EXERCISE: Copy the items between the lines holding "Pick out each instance of the side window" and "Pick out each instance of the green tree", inclusive, requests and all, scaling every point coordinate in the answers by 1.4 and rounding each to a whole number, with halves rounded up. Leave the pictures out.

DATA SHOWN:
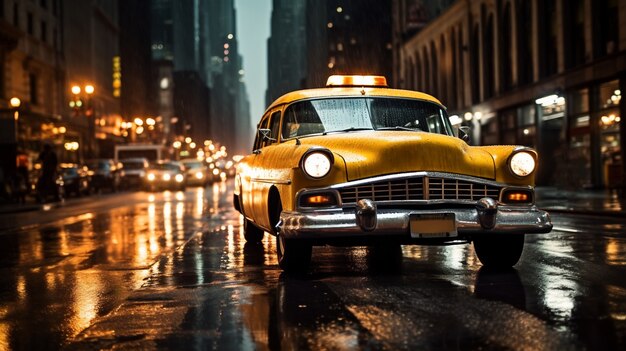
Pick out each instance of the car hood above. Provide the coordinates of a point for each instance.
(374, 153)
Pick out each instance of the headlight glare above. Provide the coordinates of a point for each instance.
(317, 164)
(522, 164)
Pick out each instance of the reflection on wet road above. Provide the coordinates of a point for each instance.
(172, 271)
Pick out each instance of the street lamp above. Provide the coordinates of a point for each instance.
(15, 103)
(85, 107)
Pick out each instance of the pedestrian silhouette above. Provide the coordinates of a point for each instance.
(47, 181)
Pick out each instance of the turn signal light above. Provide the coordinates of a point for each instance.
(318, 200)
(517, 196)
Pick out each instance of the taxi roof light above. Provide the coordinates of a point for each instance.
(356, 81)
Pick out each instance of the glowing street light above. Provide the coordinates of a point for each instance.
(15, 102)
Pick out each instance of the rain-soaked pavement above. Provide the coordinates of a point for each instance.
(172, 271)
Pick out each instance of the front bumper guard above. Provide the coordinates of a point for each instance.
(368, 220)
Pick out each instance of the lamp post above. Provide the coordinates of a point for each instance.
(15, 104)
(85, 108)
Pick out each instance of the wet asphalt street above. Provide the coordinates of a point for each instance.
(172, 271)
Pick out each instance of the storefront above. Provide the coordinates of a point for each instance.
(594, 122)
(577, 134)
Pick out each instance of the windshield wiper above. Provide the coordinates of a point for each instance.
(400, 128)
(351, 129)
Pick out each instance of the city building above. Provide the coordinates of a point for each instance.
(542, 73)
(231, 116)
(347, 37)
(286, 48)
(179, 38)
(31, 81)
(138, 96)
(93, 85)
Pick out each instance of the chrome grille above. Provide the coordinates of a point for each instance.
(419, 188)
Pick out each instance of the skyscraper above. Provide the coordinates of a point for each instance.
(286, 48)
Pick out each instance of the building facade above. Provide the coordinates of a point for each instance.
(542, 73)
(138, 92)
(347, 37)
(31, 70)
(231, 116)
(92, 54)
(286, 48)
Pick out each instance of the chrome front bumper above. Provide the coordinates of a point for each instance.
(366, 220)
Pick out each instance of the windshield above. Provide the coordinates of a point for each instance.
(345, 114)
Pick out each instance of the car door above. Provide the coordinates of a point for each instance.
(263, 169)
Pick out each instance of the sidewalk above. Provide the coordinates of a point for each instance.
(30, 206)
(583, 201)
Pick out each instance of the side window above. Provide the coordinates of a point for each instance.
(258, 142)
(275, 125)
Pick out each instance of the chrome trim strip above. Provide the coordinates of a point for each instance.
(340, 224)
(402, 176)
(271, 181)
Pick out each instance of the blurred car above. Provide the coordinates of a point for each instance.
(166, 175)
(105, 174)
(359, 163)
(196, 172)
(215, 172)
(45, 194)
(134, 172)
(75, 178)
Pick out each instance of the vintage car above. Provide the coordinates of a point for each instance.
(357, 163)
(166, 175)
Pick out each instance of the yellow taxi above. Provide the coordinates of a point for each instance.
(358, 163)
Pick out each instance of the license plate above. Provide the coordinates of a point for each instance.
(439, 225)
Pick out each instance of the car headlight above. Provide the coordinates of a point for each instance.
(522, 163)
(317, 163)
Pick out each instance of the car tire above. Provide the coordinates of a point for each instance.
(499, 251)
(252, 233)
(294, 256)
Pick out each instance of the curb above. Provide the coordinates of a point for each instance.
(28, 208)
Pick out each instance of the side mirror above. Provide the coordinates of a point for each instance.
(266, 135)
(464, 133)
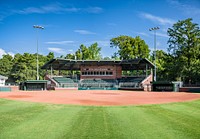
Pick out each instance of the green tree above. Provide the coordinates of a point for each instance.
--
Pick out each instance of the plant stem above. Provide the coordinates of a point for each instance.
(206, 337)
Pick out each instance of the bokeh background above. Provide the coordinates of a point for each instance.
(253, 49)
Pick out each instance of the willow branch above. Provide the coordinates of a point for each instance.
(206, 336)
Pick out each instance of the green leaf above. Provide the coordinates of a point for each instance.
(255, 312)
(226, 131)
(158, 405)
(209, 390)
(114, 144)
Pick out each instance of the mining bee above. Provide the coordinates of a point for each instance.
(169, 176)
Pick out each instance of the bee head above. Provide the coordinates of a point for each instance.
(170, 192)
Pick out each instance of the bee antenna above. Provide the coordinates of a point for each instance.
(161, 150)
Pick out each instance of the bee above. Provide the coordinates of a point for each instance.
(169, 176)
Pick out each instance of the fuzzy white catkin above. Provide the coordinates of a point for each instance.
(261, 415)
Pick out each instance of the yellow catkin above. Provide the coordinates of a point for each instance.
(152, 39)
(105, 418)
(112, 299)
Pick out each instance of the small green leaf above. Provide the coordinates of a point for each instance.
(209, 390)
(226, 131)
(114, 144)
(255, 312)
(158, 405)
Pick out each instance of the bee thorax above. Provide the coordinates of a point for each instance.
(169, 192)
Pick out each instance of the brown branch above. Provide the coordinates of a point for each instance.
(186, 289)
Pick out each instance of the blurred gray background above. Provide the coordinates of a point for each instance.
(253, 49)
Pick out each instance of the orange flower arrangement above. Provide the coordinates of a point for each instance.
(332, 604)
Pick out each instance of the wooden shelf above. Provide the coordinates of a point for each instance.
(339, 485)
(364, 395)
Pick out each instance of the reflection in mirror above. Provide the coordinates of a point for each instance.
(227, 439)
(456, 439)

SOLUTION FOR THIS EXERCISE:
Pick out each instance of the side window above. Provide the coordinates of a point for each instance.
(361, 199)
(385, 175)
Pick out each instance of the chrome trim strip above. Provide the coordinates of a point for each instance.
(476, 314)
(563, 246)
(379, 253)
Pick out each instance of the blurred car above. Provide the coordinates of a point for each instance.
(232, 245)
(147, 244)
(503, 228)
(274, 241)
(301, 241)
(63, 272)
(188, 241)
(105, 249)
Pick out each instance of the vintage car above. Provide the coordinates of a point for each instance.
(500, 228)
(232, 245)
Pick out each instance of the yellow taxi above. Provide the coordinates of a point for each instance.
(501, 228)
Pick out each instance of the license plate above. Provide the coordinates of a point for each instance.
(615, 315)
Pick out each instance of the car headlight above. Provide the coordinates of a point for each instance.
(731, 228)
(444, 228)
Pick out each instance of the car tire above. Provide the coordinates of a point for each instance.
(699, 351)
(353, 326)
(412, 358)
Pick out each instance of the curb above. Provide the coordinates of a point for each instance.
(39, 291)
Pick out each instance of the side mirror above. Provide the coordinates of a point for each instance.
(372, 189)
(650, 186)
Pick out each instance of the green tree above. Provide the coordinates of a point for each instance.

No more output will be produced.